● TEXT PROVIDED
▬▬▬▬▬▬▬▬▬▬

This is another introduction to flow control.
This is a short script which does one thing after another.
data <- read.csv('data/wages1833.csv')
data$average <- ((data$mnum * data$mwage) + (data$fnum * data$fwage)) / (data$mnum + data$fnum)
model <- lm(data$average ~ data$age)
result <- summary(model)
plot(data$age, data$average )

Overview
| Keyword | Use | Example 1 | Example 2 |
|---|---|---|---|
| if (or, else if) | Execute some steps if a condition is true (or false) | If the value of a variable is larger than 5, print it to the screen. | If the result of a statistical test is significant, add a symbol to the graph. |
| For | Repeat some steps for each item in collection, such as a vector. | For each value in a vector, print the value to the screen. | Repeat something exactly n times. |
| While | Repeat some steps as long as something is true (or false). | As long as the value of a variable is smaller than 5, generate a new value for it. | While your data has outliers, remove them.

▬▬▬▬▬▬▬▬▬▬

[Pointing records]
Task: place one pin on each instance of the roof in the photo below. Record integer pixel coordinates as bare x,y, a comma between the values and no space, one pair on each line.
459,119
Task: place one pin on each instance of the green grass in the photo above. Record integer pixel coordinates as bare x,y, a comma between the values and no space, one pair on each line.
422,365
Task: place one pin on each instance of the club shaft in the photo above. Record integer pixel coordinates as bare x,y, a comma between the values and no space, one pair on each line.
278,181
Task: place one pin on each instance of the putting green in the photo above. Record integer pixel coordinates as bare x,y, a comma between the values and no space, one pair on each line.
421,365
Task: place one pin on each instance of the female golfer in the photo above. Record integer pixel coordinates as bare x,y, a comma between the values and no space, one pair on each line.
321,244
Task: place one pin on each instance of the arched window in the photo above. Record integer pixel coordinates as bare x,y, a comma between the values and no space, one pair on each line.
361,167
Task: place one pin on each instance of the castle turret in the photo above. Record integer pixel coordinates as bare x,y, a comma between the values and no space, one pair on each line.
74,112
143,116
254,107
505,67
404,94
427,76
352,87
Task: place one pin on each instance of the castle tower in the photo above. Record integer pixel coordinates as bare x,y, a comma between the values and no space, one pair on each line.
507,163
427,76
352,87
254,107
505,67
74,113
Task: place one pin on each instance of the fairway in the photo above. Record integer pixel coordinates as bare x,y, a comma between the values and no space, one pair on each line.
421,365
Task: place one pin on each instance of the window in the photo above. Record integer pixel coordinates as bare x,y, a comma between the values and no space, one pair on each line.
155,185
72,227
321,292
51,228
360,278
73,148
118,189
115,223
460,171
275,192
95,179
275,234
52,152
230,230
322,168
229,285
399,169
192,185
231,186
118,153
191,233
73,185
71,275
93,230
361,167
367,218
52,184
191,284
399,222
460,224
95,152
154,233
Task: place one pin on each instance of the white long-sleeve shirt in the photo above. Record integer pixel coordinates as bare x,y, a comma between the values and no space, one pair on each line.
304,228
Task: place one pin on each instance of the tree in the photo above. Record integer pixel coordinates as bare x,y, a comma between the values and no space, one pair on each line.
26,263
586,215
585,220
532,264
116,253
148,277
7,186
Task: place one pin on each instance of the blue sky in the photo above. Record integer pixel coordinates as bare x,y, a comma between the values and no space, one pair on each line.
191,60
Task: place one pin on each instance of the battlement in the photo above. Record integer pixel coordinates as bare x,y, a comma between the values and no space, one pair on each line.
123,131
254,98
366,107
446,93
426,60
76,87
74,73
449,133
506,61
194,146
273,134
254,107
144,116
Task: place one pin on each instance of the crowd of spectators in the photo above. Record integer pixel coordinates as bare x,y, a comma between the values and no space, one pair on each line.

▬▬▬▬▬▬▬▬▬▬

● EXERCISE REQUIREMENTS
Quote the entire flow control text above word for word, with nothing left out or changed.

● TASK RESPONSE
This is another introduction to flow control.
This is a short script which does one thing after another.
data <- read.csv('data/wages1833.csv')
data$average <- ((data$mnum * data$mwage) + (data$fnum * data$fwage)) / (data$mnum + data$fnum)
model <- lm(data$average ~ data$age)
result <- summary(model)
plot(data$age, data$average )

Overview
| Keyword | Use | Example 1 | Example 2 |
|---|---|---|---|
| if (or, else if) | Execute some steps if a condition is true (or false) | If the value of a variable is larger than 5, print it to the screen. | If the result of a statistical test is significant, add a symbol to the graph. |
| For | Repeat some steps for each item in collection, such as a vector. | For each value in a vector, print the value to the screen. | Repeat something exactly n times. |
| While | Repeat some steps as long as something is true (or false). | As long as the value of a variable is smaller than 5, generate a new value for it. | While your data has outliers, remove them.